Cognitive impairment also occurs after noncardiac operations but is reported to be more frequent and severe after cardiac operation with CPB. ^3-9 Although cognitive impairment after noncardiac operation is explained by patient-related factors (eg, advanced age, ill health), impairment that occurs after cardiac operation is invariably attributed to CPB. ^3-9

The feasibility of the performance of certain coronary grafts without CPB has recently been established. Grafts to the left anterior descending and right coronary artery can be performed with minimal disturbance of the heart and the avoidance of CPB; grafts to the circumflex artery require significant manipulation of the heart and CPB to support the circulation. It has been postulated, but not proved, that avoidance of CPB may reduce the postoperative morbidity associated with extracorporeal circulation. Specifically, it is suggested that coronary artery bypass grafting (CABG) without CPB should minimize postoperative cognitive impairment. Testing this hypothesis ideally requires a randomized trial of patients undergoing CABG with and without CPB.
-.-.-
* Tasks to perform:
(a) In the text on bypass surgery and cognitive impairment, why is coronary artery bypass grafting without CPB expected to minimize postoperative cognitive impairment? Answer in one to three sentences.
(b) Resume the text on bypass surgery and cognitive impairment, starting right after its final sentence.
The entries further down have nothing to do with these tasks.
-.-.-
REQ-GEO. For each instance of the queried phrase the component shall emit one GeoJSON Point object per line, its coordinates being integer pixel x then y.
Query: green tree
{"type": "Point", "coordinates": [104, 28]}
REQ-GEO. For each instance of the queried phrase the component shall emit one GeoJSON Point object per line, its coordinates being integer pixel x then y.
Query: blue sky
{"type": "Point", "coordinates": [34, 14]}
-.-.-
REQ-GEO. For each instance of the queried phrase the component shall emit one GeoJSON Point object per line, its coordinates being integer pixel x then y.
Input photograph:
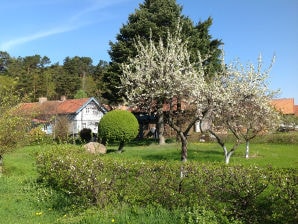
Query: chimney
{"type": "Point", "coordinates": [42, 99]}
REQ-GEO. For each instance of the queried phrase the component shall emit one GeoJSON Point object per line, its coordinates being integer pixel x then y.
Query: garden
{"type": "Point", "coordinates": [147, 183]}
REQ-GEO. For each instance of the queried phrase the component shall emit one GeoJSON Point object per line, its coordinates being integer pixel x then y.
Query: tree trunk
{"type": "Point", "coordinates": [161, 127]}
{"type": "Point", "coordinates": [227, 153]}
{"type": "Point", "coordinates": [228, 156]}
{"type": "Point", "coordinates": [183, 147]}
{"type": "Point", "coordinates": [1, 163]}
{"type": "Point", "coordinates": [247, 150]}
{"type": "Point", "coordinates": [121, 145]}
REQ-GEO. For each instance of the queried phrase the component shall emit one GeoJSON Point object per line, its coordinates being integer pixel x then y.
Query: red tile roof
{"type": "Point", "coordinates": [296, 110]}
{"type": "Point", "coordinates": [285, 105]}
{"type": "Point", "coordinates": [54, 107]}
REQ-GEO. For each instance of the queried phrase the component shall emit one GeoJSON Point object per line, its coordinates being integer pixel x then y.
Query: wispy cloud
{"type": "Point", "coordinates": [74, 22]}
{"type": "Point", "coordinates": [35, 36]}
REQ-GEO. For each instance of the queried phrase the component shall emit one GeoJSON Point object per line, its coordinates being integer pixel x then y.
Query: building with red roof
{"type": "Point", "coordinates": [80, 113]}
-.-.-
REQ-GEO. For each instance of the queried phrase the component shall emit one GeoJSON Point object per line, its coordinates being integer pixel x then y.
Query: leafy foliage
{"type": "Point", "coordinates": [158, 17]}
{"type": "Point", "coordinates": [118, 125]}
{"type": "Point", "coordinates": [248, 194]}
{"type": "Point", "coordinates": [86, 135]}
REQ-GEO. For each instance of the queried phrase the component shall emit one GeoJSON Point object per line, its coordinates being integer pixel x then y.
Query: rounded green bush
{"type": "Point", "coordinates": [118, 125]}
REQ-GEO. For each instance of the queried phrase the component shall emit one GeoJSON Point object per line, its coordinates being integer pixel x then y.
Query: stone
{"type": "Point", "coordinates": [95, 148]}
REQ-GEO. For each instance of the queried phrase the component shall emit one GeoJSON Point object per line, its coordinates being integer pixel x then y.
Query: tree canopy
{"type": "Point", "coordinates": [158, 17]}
-.-.-
* Responses for each task:
(a) Cognitive impairment after cardiac operation is invariably attributed to CPB. It has also been postulated, though not proved, that avoiding CPB may reduce the postoperative morbidity associated with extracorporeal circulation. Grafting without CPB is therefore suggested as a way to minimize that impairment.

(b)
To investigate the current impact of CPB on cognitive functioning, we compared neuropsychologic performance at discharge and at 3 months in patients undergoing CABG with and without CPB. Furthermore, functional performance as measured by the comprehensive multidimensional measure of subjective health status (SF36) was compared before and 3 months after the operation. The SF36 is a generic measure of subjective health status that assesses daily function covering physical and social function, emotional problems, bodily pain, vitality, and health perceptions. ¹⁰ We hypothesized that if CPB is the cause of neuropsychologic impairment over and above other intraoperative factors then patients undergoing CABG without CPB would be expected to show better psychometric performance than those patients undergoing CABG with CPB.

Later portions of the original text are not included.